## PROVIDED PASSAGE
··········
CS 180: Computer Vision, Fall 2024
Project 1: Images of the Russian Empire
Colorizing the Prokudin-Gorskii photo collection
Rohan Gulati
SID: 3037864000
Overview
In the early 1900s, Sergei Mikhailovich Prokudin-Gorskii foresaw color pictures and took stills using red, green, and blue color filters. In this project, I learned to develop multiple image processing techniques from scratch and get practice with image analysis libraries for the purpose of historical recreation from pictures captured over 100 years ago.
For preprocessing, I split the stacked files into red, green, and blue matrices, cutting off 10% of the image on all 4 sides for each channel. The three color channels of the image needed to be aligned, so I anchored the blue one and found displacements of the green and red channels relative to it. While a scan over all displacements would yield the optimal solution, this method would take significant amount of time, so I also included a pyramid scaling approach where I
aligned downscaled pictures quickly to narrow down the region of interest in the fully-sized image before locating the optimal displacement.
For each image, the displacement of the red and green color channels relative to the blue channel are displayed in (x,y). Additionally, the processing time for each image is displayed as well.
Single-Scale Images
cathedral.jpg, red = (13, 12), green = (2, 5), time: 0.84s
|
monastery.jpg, red = (2, 3), green = (2, -3), time = 0.58s
|
tobolsk.jpg, red = (3, 6), green = (3, 3), time = 0.59s
|
|
The first naive approach to aligning the channels was comparing every displacement within a [-15, 15] window on the x and y axes to find which displacement best aligned with the blue base layer using the numpy.roll() function.
To compare the two displacements, I computed the Euclidian distance between the light intensities at the two channels or simply the matrix sum of the squared difference of the corresponding pixels between the two images.
Since these images were roughly small and the true displacement was not too far from (0,0), this method could produce quality results in a small amount of time. However, when the correct displacement is farther away from (0,0) or when the images are huge, the runtime can blow up quadratically. As a result, a new efficient method is necessary.
Pyramid Scaling
To handle larger images with displacements between channels significantly far apart, I implemented a pyramid-scaling algorithm that downscales large images into a coarser resolution and locates the optimal displacement from the bottom-up.
··········
## SHORT PROBLEM 1
Update the Prokudin-Gorskii write-up from "For each image, the" to "the numpy.roll() function.", putting "blue reference layer" in place of "blue base layer".
## SHORT PROBLEM 2
Pick up the Prokudin-Gorskii write-up where it stops and keep writing.
The items come from a different source than the Prokudin-Gorskii write-up.
··········
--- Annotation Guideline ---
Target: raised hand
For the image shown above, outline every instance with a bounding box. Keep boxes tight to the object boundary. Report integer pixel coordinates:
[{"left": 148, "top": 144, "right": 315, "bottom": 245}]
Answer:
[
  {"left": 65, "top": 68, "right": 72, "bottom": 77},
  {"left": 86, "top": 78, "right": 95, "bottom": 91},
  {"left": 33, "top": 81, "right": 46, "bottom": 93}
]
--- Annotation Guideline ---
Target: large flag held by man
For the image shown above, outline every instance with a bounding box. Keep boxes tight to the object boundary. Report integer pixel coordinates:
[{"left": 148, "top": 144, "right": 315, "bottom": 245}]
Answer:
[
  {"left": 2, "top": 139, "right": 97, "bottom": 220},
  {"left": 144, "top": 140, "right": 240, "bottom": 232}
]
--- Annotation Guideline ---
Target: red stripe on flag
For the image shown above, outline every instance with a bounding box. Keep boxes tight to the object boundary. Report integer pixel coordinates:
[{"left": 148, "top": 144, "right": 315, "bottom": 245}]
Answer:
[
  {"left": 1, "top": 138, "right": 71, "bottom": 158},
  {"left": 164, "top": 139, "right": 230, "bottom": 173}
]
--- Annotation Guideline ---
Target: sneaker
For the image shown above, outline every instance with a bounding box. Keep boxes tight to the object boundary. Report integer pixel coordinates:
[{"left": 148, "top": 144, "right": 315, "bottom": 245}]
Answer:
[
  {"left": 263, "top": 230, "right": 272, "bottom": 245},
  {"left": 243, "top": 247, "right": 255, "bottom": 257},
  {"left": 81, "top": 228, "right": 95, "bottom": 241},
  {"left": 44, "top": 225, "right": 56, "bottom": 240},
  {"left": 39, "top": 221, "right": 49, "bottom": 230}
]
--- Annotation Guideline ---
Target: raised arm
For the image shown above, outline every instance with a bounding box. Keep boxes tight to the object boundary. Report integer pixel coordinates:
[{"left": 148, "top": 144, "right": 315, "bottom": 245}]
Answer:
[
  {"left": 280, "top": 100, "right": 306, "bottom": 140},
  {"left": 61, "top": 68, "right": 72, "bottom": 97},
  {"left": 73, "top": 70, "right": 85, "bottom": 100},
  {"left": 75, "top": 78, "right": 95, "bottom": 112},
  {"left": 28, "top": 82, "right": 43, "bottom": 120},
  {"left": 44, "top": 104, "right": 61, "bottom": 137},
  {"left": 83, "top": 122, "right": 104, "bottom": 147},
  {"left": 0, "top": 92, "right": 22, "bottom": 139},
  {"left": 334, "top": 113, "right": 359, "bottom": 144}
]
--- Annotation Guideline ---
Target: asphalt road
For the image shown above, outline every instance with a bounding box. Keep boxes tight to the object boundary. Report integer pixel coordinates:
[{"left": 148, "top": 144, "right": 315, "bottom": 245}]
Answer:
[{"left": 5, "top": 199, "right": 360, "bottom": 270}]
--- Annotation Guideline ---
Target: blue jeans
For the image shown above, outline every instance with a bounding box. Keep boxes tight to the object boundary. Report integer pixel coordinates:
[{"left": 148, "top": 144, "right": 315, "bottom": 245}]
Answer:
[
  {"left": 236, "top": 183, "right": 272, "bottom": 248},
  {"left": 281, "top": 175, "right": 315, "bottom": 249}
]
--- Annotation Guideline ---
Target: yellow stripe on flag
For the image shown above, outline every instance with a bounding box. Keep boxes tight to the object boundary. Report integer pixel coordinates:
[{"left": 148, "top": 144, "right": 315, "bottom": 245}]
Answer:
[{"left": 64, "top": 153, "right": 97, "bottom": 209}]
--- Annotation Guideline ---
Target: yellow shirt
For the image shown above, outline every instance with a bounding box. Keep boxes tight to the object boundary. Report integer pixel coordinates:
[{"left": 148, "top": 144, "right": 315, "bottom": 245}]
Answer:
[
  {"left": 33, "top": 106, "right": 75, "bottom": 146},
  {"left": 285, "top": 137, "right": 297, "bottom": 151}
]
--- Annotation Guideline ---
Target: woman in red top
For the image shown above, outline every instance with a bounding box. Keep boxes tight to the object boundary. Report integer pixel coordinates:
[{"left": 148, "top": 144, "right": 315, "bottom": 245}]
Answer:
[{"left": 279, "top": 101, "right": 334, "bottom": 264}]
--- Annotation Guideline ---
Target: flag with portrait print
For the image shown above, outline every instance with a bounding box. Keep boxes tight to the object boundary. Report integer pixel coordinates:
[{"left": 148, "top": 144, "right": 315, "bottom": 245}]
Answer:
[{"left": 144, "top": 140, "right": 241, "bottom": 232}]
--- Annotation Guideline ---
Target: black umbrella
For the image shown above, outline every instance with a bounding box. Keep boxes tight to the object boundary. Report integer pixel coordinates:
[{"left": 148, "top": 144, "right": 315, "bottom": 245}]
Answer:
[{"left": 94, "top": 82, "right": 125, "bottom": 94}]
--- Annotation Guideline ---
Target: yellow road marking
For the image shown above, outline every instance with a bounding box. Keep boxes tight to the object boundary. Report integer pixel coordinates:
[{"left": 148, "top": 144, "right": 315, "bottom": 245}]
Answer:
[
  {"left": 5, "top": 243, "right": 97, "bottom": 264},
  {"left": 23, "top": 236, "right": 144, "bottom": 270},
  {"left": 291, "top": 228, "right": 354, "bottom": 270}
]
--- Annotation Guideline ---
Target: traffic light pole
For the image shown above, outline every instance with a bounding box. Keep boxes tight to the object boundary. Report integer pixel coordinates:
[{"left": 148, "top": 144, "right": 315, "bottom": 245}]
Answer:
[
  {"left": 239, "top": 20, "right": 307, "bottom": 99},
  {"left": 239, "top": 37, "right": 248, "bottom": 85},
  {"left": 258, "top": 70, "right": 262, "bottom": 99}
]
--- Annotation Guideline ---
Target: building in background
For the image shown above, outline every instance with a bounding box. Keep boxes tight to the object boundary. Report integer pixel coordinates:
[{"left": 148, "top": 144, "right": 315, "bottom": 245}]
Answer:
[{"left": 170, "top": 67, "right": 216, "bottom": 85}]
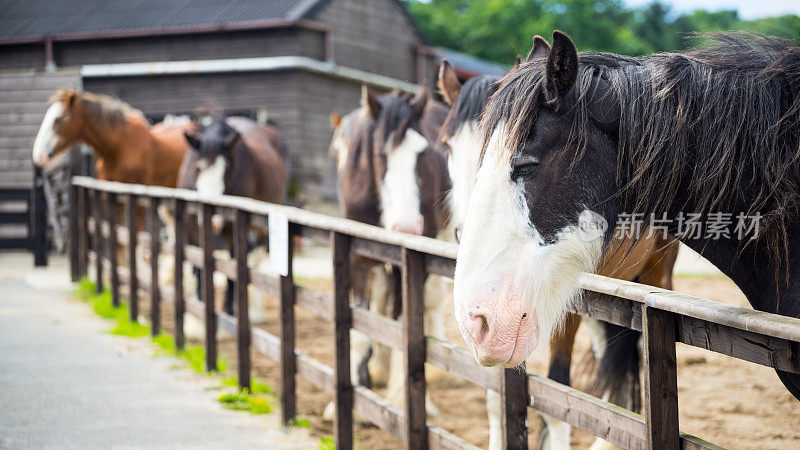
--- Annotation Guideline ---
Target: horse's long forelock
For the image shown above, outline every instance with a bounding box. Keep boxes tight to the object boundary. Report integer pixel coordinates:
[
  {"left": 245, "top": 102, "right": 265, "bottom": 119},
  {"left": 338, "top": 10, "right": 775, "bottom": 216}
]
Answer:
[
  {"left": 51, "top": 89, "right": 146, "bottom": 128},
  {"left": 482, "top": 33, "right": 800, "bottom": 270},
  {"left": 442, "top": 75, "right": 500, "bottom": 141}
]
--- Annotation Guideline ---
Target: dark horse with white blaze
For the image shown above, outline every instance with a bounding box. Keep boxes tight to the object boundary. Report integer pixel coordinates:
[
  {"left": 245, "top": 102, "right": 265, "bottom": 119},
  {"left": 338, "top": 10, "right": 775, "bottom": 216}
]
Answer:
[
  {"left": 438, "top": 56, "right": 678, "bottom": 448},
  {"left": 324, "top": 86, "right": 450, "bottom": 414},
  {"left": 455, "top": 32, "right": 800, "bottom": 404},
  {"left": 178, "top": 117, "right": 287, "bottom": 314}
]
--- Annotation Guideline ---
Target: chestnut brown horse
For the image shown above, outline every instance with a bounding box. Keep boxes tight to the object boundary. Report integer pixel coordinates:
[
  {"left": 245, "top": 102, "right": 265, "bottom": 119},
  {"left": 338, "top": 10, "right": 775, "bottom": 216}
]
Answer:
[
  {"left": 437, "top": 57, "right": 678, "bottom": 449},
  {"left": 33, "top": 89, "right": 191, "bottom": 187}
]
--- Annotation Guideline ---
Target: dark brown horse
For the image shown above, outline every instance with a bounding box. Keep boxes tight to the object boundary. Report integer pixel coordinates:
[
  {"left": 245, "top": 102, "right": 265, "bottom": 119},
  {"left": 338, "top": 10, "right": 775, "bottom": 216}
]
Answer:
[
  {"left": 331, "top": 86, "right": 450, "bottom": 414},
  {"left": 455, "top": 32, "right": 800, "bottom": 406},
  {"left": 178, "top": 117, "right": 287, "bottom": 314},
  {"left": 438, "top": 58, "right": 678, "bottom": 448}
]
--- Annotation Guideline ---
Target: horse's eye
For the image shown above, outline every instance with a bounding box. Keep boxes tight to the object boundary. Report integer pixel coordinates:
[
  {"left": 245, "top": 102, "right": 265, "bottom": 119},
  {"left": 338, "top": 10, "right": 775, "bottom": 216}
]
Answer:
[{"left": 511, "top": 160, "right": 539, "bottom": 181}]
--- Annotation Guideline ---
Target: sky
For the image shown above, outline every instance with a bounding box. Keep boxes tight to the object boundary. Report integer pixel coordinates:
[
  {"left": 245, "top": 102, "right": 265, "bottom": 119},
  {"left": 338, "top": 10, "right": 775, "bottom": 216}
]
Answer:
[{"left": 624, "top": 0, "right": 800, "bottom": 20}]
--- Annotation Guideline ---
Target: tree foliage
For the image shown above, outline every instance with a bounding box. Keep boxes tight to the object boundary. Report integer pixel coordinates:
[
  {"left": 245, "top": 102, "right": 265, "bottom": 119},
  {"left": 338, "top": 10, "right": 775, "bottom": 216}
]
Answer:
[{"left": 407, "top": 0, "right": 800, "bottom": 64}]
··········
## TASK RESULT 1
For each image, the displacement of the red and green color channels relative to the blue channel are displayed in (x,y). Additionally, the processing time for each image is displayed as well.
Single-Scale Images
cathedral.jpg, red = (13, 12), green = (2, 5), time: 0.84s
|
monastery.jpg, red = (2, 3), green = (2, -3), time = 0.58s
|
tobolsk.jpg, red = (3, 6), green = (3, 3), time = 0.59s
|
|
The first naive approach to aligning the channels was comparing every displacement within a [-15, 15] window on the x and y axes to find which displacement best aligned with the blue reference layer using the numpy.roll() function.

## TASK RESULT 2
By downscaling to a small image, we can narrow down the region where the optimal displacement exists and only search a small window at each increasing level for it, until we find it for the level 0 image. For emir.tif, computing the Euclidian distance
between the two channels' light intensities was not accurate. As a result, I computed the structural similarity index of the two images.This greatly sped up the time taken per-image, but it was still
taking around 12-14 minutes per large TIF. To further speed up the algorithm, I used Canny edge detection at each layer of the image pyramid. The pyramid algorithm worked the same, except the alignment at each layer used a
filtered binary version of the color channel that isolated the edges within the image, although the downscaling was still done on the unfiltered image. Additionally, instead of computing the Euclidian Distance or phase correlation, I used an XOR on the binary Canny-edge matrices,
which greatly reduced the runtime to roughly a minute for most images.
church.tif, red = (-4, 58), green = (3, 25), time = 47.02s
|
emir.tif, red = (40, 107), green = (23, 49), time = 47.4s
|
harvesters.tif, red = (15, 123), green = (18, 60), time = 59.38s
|
|
icon.tif, red = (22, 88), green = (16, 38), time = 1:00.81s
|
lady.tif, red = (13, 120), green = (9, 57), time = 1:02.26s
|
|
melons.tif, red = (14, 177), green = (9, 79), time = 1:01.7s
|
onion_church.tif, red = (35, 108), green = (27, 51), time = 1:01.36s
|
|
self_portrait.tif, red = (37, 175), green = (29, 77), time = 1:08.5
|
three_generations.tif, red = (8, 111), green = (12, 55), time = 59.43s
|
|
train.tif, red = (29, 85), green = (0, 40), time = 1:00.96s
|
|
Bells & Whistles
For bells and whistles, the two primary changes I implemented on top of the pyramid-scaling was Canny edge detection and automatic color contrasting.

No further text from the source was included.